** Opening ENTRIES PROVIDED block **

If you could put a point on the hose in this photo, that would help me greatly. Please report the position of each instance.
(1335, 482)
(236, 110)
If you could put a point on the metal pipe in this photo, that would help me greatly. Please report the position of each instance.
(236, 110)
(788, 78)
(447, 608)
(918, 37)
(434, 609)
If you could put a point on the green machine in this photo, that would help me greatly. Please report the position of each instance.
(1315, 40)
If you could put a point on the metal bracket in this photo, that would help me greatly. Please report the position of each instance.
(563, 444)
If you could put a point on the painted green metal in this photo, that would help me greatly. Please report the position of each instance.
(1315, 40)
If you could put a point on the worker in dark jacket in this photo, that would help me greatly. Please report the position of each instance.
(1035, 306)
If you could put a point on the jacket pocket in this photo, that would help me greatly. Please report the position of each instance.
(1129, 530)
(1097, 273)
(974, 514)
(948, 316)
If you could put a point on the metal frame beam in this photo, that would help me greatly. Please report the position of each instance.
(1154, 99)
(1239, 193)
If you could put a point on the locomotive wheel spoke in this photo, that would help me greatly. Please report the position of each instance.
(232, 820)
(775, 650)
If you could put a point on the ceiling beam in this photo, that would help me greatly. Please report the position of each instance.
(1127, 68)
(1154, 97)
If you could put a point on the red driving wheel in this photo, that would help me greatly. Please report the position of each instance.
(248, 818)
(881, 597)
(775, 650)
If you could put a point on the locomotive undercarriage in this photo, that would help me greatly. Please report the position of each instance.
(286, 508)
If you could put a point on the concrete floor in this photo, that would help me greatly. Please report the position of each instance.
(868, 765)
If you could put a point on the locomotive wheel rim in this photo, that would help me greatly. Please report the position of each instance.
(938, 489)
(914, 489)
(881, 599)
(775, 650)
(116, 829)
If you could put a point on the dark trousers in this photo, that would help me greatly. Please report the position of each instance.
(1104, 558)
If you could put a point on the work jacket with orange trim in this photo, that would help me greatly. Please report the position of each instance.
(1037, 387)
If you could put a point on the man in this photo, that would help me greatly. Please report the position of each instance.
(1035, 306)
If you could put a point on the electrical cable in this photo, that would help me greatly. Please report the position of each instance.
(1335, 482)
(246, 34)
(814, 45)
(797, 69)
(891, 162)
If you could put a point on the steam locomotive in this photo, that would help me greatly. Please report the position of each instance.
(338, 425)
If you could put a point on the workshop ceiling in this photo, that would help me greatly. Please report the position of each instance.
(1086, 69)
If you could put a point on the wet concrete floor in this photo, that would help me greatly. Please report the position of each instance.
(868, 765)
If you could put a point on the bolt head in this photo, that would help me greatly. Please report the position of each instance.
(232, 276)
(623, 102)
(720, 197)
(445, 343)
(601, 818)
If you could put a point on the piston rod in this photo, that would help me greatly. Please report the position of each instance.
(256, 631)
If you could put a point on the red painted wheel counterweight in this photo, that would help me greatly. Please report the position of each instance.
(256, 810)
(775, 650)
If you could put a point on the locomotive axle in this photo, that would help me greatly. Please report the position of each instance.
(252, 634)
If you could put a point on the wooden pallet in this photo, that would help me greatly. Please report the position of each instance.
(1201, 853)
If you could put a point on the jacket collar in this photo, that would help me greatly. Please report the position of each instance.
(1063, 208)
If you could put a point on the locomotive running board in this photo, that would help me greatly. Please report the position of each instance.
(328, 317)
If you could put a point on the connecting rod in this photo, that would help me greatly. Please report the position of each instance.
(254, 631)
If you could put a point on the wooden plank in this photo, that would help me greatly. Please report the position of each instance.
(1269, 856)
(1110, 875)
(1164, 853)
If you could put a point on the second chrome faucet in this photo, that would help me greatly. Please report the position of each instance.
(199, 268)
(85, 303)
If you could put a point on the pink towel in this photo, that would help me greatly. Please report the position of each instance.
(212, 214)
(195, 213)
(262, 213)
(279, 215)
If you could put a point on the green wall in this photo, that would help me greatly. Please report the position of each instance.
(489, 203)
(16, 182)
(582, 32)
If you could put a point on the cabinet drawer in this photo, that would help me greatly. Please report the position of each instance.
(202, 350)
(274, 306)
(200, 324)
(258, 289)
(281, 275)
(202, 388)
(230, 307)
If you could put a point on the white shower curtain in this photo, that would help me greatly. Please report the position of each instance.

** Closing ENTRIES PROVIDED block **

**ASSIGNMENT**. Print exactly the stretch of lines beginning with the one that holds "If you could put a point on the cabinet" and ending at the last line above.

**ANSWER TO THE PROBLEM**.
If you could put a point on the cabinet drawer in this photo, that would help me greatly. Please report the position of each instance.
(202, 350)
(274, 306)
(200, 324)
(258, 289)
(281, 275)
(202, 388)
(230, 307)
If you could put a point on the white shower curtain in this photo, that would help me greatly. Please report the position of each instance.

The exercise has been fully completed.